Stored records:
※

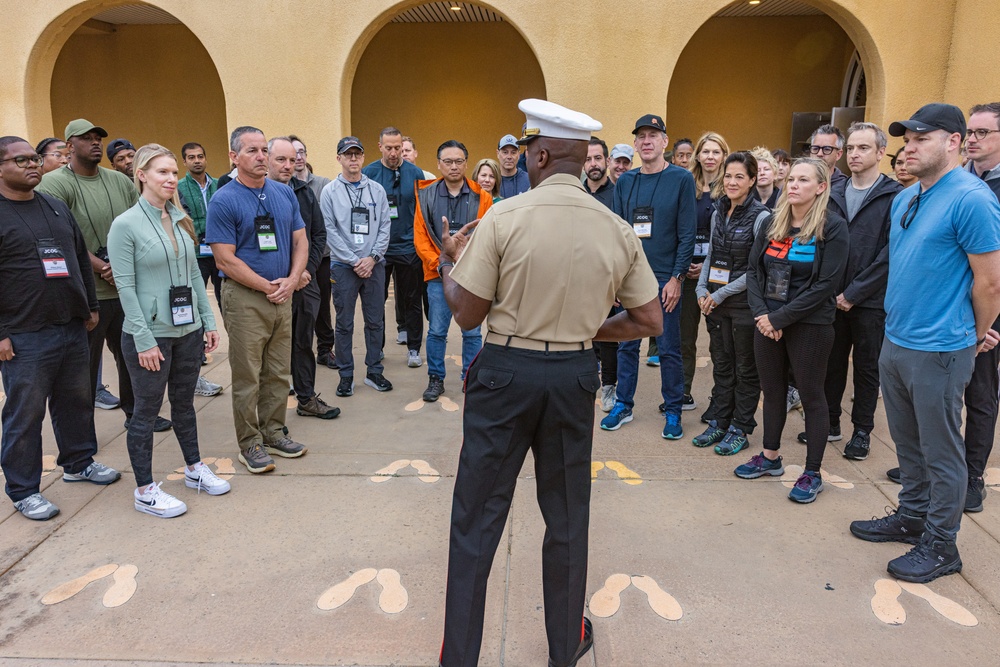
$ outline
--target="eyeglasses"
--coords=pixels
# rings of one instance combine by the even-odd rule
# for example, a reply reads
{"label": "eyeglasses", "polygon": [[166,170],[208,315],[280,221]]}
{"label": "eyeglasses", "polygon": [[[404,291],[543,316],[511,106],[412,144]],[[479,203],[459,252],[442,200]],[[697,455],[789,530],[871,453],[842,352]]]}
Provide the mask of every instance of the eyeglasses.
{"label": "eyeglasses", "polygon": [[300,149],[300,150],[295,151],[295,156],[296,157],[298,157],[299,155],[304,156],[305,154],[306,154],[305,149]]}
{"label": "eyeglasses", "polygon": [[14,164],[16,164],[18,167],[24,169],[29,164],[33,164],[36,167],[41,167],[43,160],[44,158],[42,158],[41,155],[18,155],[17,157],[9,157],[6,160],[0,160],[0,162],[13,161]]}
{"label": "eyeglasses", "polygon": [[813,155],[819,155],[820,153],[823,155],[830,155],[835,150],[837,150],[836,146],[817,146],[816,144],[811,144],[809,146],[809,152]]}
{"label": "eyeglasses", "polygon": [[[917,217],[917,211],[920,210],[920,195],[917,195],[910,200],[910,204],[903,211],[903,217],[899,220],[899,226],[903,229],[909,229],[910,225],[913,224],[914,219]],[[913,215],[910,215],[910,211],[913,211]]]}
{"label": "eyeglasses", "polygon": [[463,164],[465,164],[465,160],[462,160],[462,159],[457,159],[457,160],[451,160],[451,159],[441,160],[441,164],[443,164],[446,167],[461,167]]}
{"label": "eyeglasses", "polygon": [[990,136],[990,134],[992,134],[993,132],[1000,132],[1000,130],[985,130],[983,128],[979,128],[976,130],[966,130],[965,136],[970,138],[972,136],[975,136],[976,139],[978,139],[979,141],[985,141],[986,137]]}

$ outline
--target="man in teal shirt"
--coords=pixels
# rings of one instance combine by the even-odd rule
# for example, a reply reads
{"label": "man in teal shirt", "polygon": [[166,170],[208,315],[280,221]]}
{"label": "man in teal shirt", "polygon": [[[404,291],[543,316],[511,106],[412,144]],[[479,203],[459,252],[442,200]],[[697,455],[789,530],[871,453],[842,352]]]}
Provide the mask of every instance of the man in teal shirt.
{"label": "man in teal shirt", "polygon": [[205,149],[197,142],[188,142],[181,148],[181,159],[187,175],[177,183],[177,191],[181,195],[191,220],[194,221],[194,232],[198,235],[198,268],[201,278],[208,285],[212,280],[215,289],[215,300],[222,309],[222,277],[215,265],[212,248],[205,243],[205,218],[208,214],[208,202],[218,189],[218,181],[208,175]]}

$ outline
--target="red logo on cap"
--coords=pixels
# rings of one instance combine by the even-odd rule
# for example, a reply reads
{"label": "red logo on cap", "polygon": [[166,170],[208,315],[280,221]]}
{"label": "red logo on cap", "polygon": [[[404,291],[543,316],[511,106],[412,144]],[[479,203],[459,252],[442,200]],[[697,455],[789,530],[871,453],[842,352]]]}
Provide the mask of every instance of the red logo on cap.
{"label": "red logo on cap", "polygon": [[656,123],[657,123],[657,122],[658,122],[658,121],[657,121],[657,120],[656,120],[656,119],[654,118],[654,119],[653,119],[653,125],[656,125]]}

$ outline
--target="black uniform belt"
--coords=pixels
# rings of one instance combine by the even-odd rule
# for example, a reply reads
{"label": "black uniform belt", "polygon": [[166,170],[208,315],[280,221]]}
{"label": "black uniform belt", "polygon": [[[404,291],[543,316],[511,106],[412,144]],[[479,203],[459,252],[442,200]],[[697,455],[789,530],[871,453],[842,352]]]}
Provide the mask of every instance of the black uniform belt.
{"label": "black uniform belt", "polygon": [[589,340],[579,343],[552,343],[533,338],[518,338],[517,336],[504,336],[503,334],[486,334],[486,342],[493,345],[503,345],[504,347],[516,347],[519,350],[536,350],[538,352],[574,352],[576,350],[589,350],[593,343]]}

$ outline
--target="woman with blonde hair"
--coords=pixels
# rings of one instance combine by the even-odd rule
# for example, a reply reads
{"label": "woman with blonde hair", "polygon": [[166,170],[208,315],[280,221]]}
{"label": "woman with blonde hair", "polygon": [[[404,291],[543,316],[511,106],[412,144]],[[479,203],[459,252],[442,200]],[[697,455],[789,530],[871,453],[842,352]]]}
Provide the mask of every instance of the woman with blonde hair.
{"label": "woman with blonde hair", "polygon": [[164,389],[186,464],[184,483],[209,495],[229,491],[229,482],[201,461],[194,411],[202,351],[215,350],[219,334],[198,269],[194,224],[177,195],[177,159],[163,146],[147,144],[136,151],[133,178],[139,201],[115,218],[108,234],[125,311],[122,354],[135,393],[128,454],[135,509],[168,518],[186,512],[187,505],[153,482],[153,423]]}
{"label": "woman with blonde hair", "polygon": [[500,201],[500,165],[496,160],[483,158],[472,170],[472,180],[493,196],[493,203]]}
{"label": "woman with blonde hair", "polygon": [[847,268],[847,222],[827,211],[830,172],[817,158],[792,164],[770,225],[750,251],[747,298],[756,323],[754,357],[764,394],[764,450],[734,471],[755,479],[784,473],[781,433],[789,369],[805,412],[806,465],[788,497],[811,503],[823,490],[820,466],[830,428],[824,382],[833,348],[836,294]]}
{"label": "woman with blonde hair", "polygon": [[781,188],[776,182],[778,160],[763,146],[754,146],[750,154],[757,159],[757,186],[750,191],[750,196],[773,211],[781,196]]}

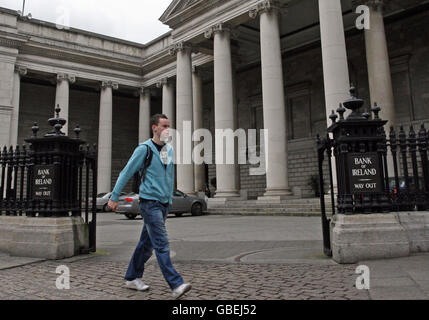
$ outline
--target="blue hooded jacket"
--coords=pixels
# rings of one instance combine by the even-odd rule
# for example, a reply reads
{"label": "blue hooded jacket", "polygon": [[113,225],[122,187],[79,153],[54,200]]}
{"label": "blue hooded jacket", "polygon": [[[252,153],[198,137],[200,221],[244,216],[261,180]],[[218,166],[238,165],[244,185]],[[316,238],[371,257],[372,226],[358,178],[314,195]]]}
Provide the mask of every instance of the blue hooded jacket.
{"label": "blue hooded jacket", "polygon": [[161,153],[167,149],[168,158],[167,166],[164,165],[161,159],[161,153],[155,145],[148,139],[139,144],[134,150],[133,155],[128,160],[127,165],[119,174],[115,188],[110,197],[111,200],[117,202],[122,189],[125,187],[131,177],[137,170],[143,170],[144,160],[146,159],[147,148],[151,148],[153,152],[152,162],[146,170],[146,179],[140,184],[139,196],[143,199],[158,200],[161,203],[173,203],[173,188],[174,188],[174,163],[173,163],[173,148],[168,143],[165,144]]}

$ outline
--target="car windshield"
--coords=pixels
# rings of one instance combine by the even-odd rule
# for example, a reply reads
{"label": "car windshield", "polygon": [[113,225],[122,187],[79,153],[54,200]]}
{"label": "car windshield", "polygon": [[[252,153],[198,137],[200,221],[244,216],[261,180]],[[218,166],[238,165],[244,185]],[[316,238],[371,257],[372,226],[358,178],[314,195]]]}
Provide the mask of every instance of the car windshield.
{"label": "car windshield", "polygon": [[175,195],[176,197],[183,197],[183,196],[184,196],[183,192],[181,192],[181,191],[179,191],[179,190],[174,191],[174,195]]}
{"label": "car windshield", "polygon": [[97,194],[97,198],[102,198],[107,194],[107,192]]}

※

Your instructions: Search the entries for the word "target" and show every line that has it.

Response box:
--target="eyeglasses"
--target="man in teal shirt"
--target="red logo on cap"
--target="black uniform belt"
--target="woman with blonde hair"
--target="blue hooded jacket"
--target="car windshield"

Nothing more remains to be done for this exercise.